:: Directive 1 ::
List every CSV file path that the emotion survey notebook below reads from or writes to.
:: Directive 2 ::
Answer these from the emotion survey notebook below:
(a) How many entries does the data frame report after the test rows are filtered out?
(b) How many times is each row of the label data replicated?
(c) How many entries remain once incomplete surveys are removed?
:: Directive 3 ::
In the emotion survey notebook below, take the stretch from "## Data ingestion" through "pd.DataFrame(np.repeat(df_label.values, 4, axis=0))" and substitute "df_labels_repeated" for "df_labels".

:: Document extract ::
In [2]:
import pandas as pd
import numpy as np
import altair as alt

## Data ingestion

In [97]:
df = pd.read_csv('../data/emotion_free_choice_uw_students.csv')
df_label = pd.read_csv('../data/emotion_labels.csv')

In [4]:
df_label['url'] = df_label['url'].astype(str)

In [5]:
# replicate rows by 4 to match with free responses
df_labels = pd.DataFrame(np.repeat(df_label.values, 4, axis=0))
df_labels.columns = df_label.columns

In [6]:
df_labels.to_csv('../data/emotion_labels_free_choice.csv', index=False)

In [7]:
df.info()

<class 'pandas.core.frame.DataFrame'>
RangeIndex: 101 entries, 0 to 100
Columns: 802 entries, StartDate to Q195.1_4
dtypes: object(802)
memory usage: 633.0+ KB


In [8]:
df = df.iloc[19:, :]  # filter out test rows

In [9]:
df.info()

<class 'pandas.core.frame.DataFrame'>
RangeIndex: 82 entries, 19 to 100
Columns: 802 entries, StartDate to Q195.1_4
dtypes: object(802)
memory usage: 513.9+ KB


In [10]:
df = df[df['Finished'] =='True'] # filter out incomplete surveys

In [11]:
df.info()

<class 'pandas.core.frame.DataFrame'>
Int64Index: 51 entries, 19 to 95
Columns: 802 entries, StartDate to Q195.1_4
dtypes: object(802)
memory usage: 319.9+ KB


In [12]:
df.to_csv('../clean_data/free_choice_emotion_uw_students.csv', index=False)

## Formating

In [13]:
df_emo_answers = df.loc[:, 'Q2.1_1':'Q195.1_4'] # get cols with words only

In [14]:
def formating_words(df, len_words=1, len_letters=2):
    df_stack = df.stack().reset_index(drop=True) # stack as series
    df_stack = df_stack.to_frame(name='emotion') # as DF
    df_stack['emotion'] = df_stack['emotion'].str.strip() # remove blank spaces
    df_stack['emotion'] = df_stack['emotion'].str.lower() # as lower case
    df_stack['emotion'] = df_stack['emotion'].replace({'na':'none'}) 
    df_stack['len_words'] = df_stack['emotion'].str.split().apply(len) # cnt number of words
    df_stack['len_letters'] = df_stack['emotion'].apply(len) # cont number of letters
    # get df with single words of 3 or more letters
    df_stack_single_word = df_stack[(df_stack['len_words'] == len_words) & (df_stack['len_letters'] > len_letters)] 
    return df_stack_single_word

In [15]:
df_stack_single_word = formating_words(df_emo_answers)

:: Material ::
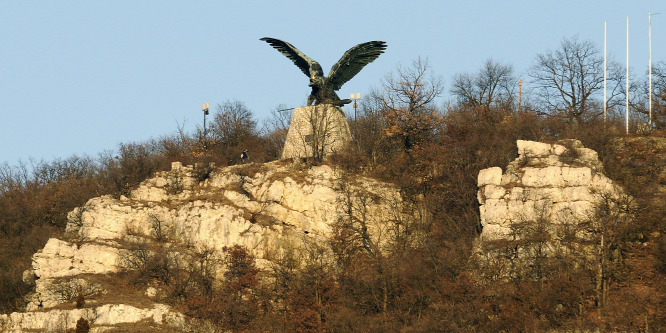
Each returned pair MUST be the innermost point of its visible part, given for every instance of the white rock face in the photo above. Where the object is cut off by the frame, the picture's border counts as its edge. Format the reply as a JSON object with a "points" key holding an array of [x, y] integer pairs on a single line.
{"points": [[108, 316], [261, 207], [561, 183]]}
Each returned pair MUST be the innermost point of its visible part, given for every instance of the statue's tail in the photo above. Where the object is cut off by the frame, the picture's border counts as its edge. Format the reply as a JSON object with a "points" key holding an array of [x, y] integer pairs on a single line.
{"points": [[342, 102]]}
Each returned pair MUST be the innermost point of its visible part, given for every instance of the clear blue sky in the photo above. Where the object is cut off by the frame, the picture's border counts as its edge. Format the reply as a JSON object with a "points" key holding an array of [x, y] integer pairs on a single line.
{"points": [[80, 77]]}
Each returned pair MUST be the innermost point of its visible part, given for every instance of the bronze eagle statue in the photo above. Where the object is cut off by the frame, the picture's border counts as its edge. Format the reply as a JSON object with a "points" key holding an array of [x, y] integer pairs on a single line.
{"points": [[323, 88]]}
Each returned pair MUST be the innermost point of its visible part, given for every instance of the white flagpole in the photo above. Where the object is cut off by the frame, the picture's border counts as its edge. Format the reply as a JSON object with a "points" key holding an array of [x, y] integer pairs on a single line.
{"points": [[650, 68], [626, 102]]}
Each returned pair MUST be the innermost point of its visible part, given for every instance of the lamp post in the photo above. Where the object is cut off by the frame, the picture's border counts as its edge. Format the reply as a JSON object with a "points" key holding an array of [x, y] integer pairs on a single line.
{"points": [[355, 98], [204, 108]]}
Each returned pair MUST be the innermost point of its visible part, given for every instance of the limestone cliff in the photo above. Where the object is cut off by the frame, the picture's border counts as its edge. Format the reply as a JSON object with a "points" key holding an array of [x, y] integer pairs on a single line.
{"points": [[263, 207], [550, 194]]}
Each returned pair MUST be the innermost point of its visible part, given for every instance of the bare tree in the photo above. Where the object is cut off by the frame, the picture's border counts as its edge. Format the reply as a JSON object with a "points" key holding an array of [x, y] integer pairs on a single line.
{"points": [[408, 103], [568, 79], [275, 129], [233, 123], [493, 85]]}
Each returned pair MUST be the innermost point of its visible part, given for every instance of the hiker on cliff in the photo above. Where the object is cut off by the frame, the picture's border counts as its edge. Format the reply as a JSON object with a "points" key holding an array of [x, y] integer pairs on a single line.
{"points": [[244, 156]]}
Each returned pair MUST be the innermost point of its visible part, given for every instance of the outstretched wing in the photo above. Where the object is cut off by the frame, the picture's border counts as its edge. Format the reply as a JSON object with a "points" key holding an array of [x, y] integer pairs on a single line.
{"points": [[353, 61], [305, 63]]}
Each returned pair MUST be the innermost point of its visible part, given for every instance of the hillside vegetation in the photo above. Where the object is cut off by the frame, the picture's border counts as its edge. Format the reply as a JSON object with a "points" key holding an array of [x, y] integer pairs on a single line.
{"points": [[425, 281]]}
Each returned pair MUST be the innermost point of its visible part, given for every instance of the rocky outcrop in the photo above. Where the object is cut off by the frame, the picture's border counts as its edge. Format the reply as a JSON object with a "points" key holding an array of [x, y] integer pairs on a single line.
{"points": [[104, 317], [561, 183], [189, 209]]}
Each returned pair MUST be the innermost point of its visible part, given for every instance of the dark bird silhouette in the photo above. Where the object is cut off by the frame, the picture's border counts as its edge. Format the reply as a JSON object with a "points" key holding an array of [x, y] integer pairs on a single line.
{"points": [[324, 88]]}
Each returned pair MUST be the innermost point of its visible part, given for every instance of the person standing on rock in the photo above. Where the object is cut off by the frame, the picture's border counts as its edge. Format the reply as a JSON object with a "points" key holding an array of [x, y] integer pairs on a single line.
{"points": [[244, 156]]}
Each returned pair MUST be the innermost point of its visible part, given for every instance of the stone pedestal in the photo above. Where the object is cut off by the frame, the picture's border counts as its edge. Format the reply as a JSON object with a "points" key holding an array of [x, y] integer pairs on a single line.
{"points": [[316, 131]]}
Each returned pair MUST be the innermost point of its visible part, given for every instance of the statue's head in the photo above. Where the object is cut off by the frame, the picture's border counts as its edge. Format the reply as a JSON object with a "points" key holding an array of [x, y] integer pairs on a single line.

:: Exercise response 1 ::
- ../data/emotion_free_choice_uw_students.csv
- ../data/emotion_labels.csv
- ../data/emotion_labels_free_choice.csv
- ../clean_data/free_choice_emotion_uw_students.csv

:: Exercise response 2 ::
(a) 82 entries
(b) 4 times
(c) 51 entries

:: Exercise response 3 ::
## Data ingestion

In [97]:
df = pd.read_csv('../data/emotion_free_choice_uw_students.csv')
df_label = pd.read_csv('../data/emotion_labels.csv')

In [4]:
df_label['url'] = df_label['url'].astype(str)

In [5]:
# replicate rows by 4 to match with free responses
df_labels_repeated = pd.DataFrame(np.repeat(df_label.values, 4, axis=0))